* What is being asked: From the entries, copy every line that carries the string "jacket".

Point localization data
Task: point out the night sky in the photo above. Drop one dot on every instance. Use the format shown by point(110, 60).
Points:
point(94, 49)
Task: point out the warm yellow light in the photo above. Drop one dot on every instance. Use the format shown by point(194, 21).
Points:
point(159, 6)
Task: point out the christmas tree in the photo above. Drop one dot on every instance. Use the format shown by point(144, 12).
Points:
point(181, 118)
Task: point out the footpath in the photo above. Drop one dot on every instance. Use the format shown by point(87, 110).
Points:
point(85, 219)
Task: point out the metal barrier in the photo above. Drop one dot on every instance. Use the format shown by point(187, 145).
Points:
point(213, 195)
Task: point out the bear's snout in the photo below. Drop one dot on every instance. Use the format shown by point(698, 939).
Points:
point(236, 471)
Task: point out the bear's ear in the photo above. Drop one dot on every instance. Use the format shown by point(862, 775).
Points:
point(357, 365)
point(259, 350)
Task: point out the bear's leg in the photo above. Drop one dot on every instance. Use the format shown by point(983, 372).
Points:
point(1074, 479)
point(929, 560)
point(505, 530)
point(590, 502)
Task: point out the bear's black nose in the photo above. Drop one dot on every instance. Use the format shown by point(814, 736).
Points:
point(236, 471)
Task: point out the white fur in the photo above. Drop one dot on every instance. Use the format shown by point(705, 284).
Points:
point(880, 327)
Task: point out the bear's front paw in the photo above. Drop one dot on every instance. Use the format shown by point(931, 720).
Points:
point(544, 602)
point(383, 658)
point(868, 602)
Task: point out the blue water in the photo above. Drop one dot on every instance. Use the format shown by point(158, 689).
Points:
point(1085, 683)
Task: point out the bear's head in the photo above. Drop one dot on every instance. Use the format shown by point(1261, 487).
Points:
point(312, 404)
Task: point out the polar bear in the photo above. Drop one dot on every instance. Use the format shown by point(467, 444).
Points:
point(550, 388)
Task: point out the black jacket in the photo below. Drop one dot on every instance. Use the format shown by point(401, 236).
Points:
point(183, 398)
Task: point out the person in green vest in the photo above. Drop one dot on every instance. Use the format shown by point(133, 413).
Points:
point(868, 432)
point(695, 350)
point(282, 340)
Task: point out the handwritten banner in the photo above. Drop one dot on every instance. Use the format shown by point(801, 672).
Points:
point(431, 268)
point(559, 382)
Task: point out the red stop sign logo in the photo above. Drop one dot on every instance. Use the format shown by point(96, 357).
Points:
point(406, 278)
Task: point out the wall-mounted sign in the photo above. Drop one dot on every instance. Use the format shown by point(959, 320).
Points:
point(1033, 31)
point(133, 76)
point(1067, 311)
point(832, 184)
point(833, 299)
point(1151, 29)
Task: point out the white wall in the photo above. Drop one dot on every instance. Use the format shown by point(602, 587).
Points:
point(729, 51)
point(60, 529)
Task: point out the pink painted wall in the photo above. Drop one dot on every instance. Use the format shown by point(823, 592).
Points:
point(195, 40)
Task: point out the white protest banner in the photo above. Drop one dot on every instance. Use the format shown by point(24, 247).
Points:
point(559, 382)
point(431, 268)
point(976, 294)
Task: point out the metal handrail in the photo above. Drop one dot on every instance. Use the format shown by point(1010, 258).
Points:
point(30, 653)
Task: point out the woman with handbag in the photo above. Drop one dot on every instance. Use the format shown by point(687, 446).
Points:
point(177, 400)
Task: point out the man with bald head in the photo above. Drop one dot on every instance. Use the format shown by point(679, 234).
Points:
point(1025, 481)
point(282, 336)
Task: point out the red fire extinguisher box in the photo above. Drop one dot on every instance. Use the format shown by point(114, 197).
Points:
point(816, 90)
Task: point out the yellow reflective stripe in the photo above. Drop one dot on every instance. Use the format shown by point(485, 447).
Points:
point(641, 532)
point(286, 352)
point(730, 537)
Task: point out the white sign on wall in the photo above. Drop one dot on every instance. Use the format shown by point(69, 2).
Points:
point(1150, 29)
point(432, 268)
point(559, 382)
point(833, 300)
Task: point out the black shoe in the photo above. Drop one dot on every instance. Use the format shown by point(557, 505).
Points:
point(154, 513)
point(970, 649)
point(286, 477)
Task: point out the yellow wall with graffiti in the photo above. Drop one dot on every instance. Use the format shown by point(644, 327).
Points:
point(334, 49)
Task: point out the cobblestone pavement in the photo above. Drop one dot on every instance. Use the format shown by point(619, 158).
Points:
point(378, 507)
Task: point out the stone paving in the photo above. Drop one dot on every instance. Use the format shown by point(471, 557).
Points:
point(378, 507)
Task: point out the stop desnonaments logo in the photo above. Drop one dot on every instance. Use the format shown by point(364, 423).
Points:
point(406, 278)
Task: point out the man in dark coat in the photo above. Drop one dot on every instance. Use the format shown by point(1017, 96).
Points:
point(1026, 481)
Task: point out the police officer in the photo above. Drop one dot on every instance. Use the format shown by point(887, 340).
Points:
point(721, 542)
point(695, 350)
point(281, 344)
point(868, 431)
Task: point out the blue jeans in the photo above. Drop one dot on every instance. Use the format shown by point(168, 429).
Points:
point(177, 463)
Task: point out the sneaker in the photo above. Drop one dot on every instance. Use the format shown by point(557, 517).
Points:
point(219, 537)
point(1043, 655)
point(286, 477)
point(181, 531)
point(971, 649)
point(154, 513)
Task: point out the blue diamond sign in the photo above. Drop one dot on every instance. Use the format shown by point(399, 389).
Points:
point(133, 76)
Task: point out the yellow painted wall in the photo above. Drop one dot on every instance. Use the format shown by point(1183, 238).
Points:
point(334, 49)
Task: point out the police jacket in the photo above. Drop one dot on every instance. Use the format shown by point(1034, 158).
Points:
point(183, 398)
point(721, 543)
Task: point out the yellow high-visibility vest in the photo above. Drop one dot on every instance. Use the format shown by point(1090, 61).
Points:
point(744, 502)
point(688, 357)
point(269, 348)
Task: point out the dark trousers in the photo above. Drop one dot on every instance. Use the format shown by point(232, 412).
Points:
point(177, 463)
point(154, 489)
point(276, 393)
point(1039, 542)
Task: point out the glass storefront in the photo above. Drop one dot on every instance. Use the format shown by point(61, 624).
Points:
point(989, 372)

* Output below:
Task: point out the black jacket in the photo below. Drop one dot on every instance. Use the format shown by point(401, 236).
Task: point out the police jacket in the photo above. Drop one dot on every instance. Use the format shown by point(1034, 158).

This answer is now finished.